# TASK DATA
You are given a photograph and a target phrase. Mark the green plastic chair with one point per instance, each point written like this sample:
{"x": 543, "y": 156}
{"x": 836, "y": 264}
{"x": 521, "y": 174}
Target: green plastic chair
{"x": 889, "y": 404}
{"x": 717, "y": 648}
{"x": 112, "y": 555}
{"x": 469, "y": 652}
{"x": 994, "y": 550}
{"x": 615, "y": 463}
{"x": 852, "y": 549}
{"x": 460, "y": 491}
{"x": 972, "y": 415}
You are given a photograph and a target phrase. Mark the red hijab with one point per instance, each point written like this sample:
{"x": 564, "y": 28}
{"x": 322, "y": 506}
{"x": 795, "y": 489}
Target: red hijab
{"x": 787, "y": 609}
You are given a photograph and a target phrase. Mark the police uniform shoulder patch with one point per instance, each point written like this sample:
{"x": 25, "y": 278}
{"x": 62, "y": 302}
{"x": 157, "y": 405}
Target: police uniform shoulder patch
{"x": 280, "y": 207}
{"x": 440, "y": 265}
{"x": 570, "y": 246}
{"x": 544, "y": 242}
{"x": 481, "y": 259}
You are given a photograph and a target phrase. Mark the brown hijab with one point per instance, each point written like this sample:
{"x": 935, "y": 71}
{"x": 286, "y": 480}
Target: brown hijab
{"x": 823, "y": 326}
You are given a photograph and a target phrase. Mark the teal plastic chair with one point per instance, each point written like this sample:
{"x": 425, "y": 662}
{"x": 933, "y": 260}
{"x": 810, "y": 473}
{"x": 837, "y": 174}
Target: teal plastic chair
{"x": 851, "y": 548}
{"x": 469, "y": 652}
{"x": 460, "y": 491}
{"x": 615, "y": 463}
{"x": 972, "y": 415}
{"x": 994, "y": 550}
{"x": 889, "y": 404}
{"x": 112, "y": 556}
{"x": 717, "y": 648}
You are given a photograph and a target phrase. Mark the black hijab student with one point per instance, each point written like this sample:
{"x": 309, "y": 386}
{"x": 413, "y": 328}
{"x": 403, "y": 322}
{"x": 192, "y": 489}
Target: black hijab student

# PROBLEM REQUIREMENTS
Reproduce verbatim the stretch of the listing above from the line containing "Mark the brown" through the final line of the listing.

# TASK ANSWER
You are given a photograph and a target phrase. Mark the brown hijab with one point per instance, each point written like this sample:
{"x": 935, "y": 71}
{"x": 286, "y": 480}
Target: brown hijab
{"x": 823, "y": 326}
You are given a photograph and a target phrase. Mark the teal plastic chair with one point per instance, each point written like this sample:
{"x": 425, "y": 662}
{"x": 933, "y": 260}
{"x": 810, "y": 473}
{"x": 837, "y": 174}
Target: teal plastic chair
{"x": 851, "y": 548}
{"x": 469, "y": 652}
{"x": 460, "y": 491}
{"x": 615, "y": 463}
{"x": 972, "y": 415}
{"x": 994, "y": 550}
{"x": 889, "y": 404}
{"x": 112, "y": 556}
{"x": 717, "y": 648}
You are given a photograph and a target phrase. Mark the black hijab student with one point per instance, each point written like this sample:
{"x": 309, "y": 386}
{"x": 413, "y": 328}
{"x": 403, "y": 322}
{"x": 192, "y": 489}
Target: black hijab student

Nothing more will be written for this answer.